**Task objective**
Where the line with "Challenge: find every instance of man" appears below, start writing out lines exactly, and finish with the line with "Challenge: find every instance of utility", which is included; write out nothing else.

**The input**

□ □ □

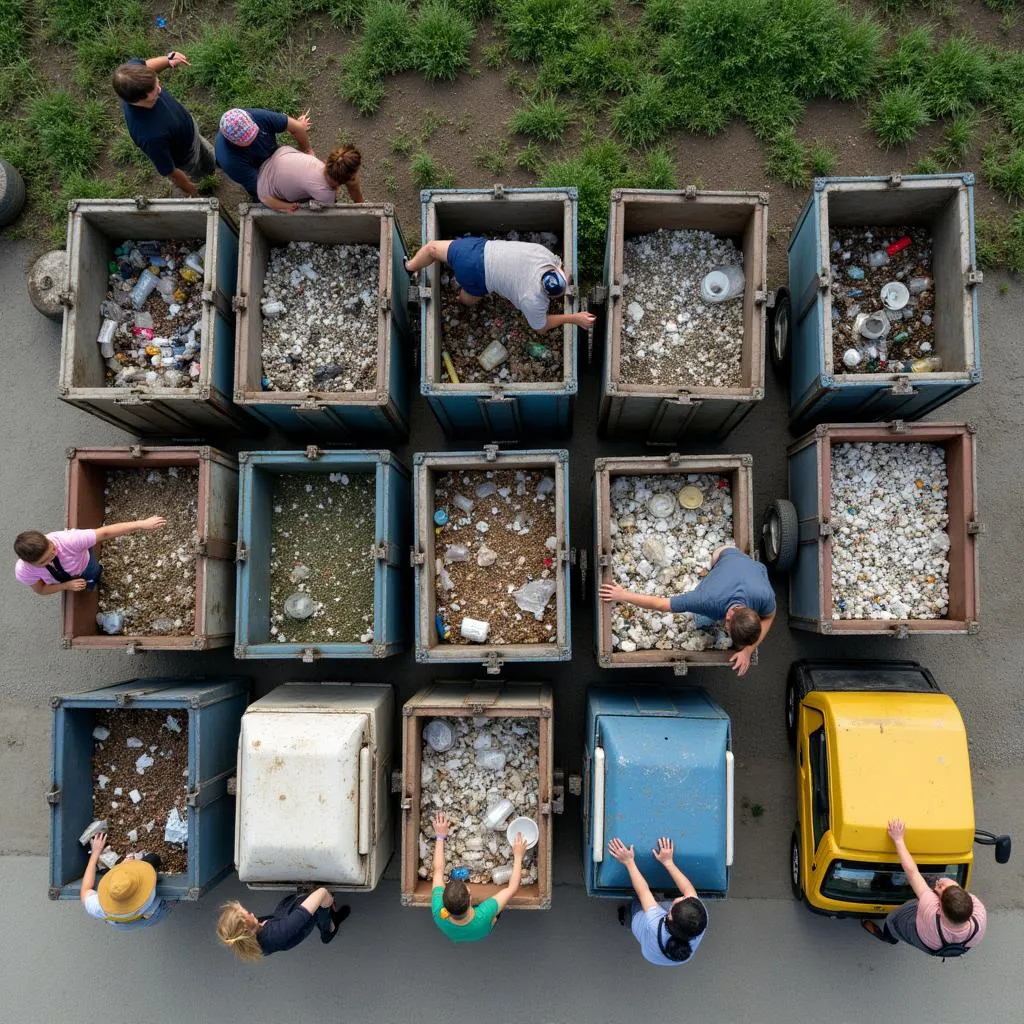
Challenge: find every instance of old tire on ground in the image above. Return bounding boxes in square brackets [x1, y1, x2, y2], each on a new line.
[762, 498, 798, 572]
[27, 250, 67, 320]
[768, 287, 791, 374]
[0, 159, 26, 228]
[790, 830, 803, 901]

□ □ □

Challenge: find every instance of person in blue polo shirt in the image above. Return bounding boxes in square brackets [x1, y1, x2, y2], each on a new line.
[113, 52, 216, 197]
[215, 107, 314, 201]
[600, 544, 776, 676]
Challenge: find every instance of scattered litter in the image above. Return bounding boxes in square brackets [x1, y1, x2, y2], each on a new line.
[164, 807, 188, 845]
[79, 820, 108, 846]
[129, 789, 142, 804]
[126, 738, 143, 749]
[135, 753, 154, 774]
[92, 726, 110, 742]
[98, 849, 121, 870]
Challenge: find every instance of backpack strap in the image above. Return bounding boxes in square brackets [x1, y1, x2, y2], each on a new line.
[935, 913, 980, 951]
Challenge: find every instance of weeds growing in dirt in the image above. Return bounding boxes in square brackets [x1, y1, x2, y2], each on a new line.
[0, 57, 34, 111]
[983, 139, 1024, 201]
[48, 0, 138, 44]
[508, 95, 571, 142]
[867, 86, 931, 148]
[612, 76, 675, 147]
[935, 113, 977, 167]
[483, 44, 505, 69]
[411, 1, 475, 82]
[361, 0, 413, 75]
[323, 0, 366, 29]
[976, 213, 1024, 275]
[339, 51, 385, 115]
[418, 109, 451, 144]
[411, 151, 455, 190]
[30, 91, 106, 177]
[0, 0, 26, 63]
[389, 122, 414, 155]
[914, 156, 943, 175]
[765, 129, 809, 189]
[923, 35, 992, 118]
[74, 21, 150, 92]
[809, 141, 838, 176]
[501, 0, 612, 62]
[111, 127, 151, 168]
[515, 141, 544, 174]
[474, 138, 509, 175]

□ □ □

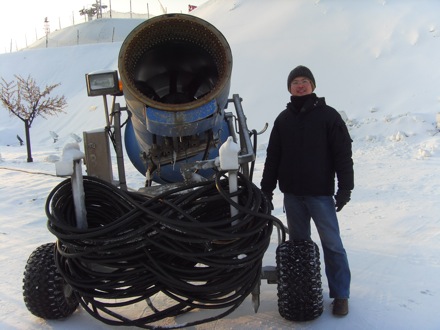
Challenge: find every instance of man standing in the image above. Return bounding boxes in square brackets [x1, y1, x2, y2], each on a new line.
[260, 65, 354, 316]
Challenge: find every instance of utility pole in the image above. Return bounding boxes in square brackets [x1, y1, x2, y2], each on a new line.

□ □ □

**Exercise result**
Challenge: find every instance of man standing in the image above. Return bounding boxes in square brackets [x1, y1, x2, y2], each on a new line.
[260, 65, 354, 316]
Challenge: find every instance of utility pole in the image above. Return bounding boxes in square brackets [x1, y1, x2, y2], each on a new line.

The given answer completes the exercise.